**Objective:**
Please pick out every row below that contains the word "rocky" and copy each of those rows in full.

**Data in this exercise:**
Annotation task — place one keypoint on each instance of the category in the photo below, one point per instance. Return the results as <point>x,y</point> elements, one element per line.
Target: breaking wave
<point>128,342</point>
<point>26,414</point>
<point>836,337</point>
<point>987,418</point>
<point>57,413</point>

--

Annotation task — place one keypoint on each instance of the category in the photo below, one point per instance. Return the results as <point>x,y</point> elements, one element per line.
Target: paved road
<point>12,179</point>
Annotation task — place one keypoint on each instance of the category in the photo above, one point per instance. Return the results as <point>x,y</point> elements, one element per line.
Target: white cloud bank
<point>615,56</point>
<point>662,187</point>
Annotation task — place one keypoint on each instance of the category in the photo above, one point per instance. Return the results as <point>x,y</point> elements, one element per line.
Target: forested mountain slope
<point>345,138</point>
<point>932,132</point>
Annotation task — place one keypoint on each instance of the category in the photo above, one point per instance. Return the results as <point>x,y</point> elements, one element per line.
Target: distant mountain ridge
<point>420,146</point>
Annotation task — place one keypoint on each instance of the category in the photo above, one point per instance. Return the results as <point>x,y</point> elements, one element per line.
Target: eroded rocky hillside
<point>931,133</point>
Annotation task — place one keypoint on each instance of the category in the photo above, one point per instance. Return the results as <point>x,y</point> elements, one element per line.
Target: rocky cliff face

==

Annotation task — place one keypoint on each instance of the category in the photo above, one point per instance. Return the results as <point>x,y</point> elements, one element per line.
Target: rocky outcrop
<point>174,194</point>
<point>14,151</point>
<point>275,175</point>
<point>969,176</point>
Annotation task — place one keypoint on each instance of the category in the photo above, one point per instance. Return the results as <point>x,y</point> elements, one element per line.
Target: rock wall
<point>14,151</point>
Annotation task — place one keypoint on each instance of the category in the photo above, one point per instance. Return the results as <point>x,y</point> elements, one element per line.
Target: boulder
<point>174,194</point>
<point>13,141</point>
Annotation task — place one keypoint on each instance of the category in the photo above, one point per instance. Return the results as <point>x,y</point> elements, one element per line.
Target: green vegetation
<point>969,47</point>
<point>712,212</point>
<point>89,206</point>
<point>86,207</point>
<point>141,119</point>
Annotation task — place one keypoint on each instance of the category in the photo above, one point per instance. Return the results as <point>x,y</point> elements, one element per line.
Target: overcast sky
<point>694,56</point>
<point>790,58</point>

**Response:**
Target: eroded rocky hillside
Target: rocky cliff face
Target: rocky outcrop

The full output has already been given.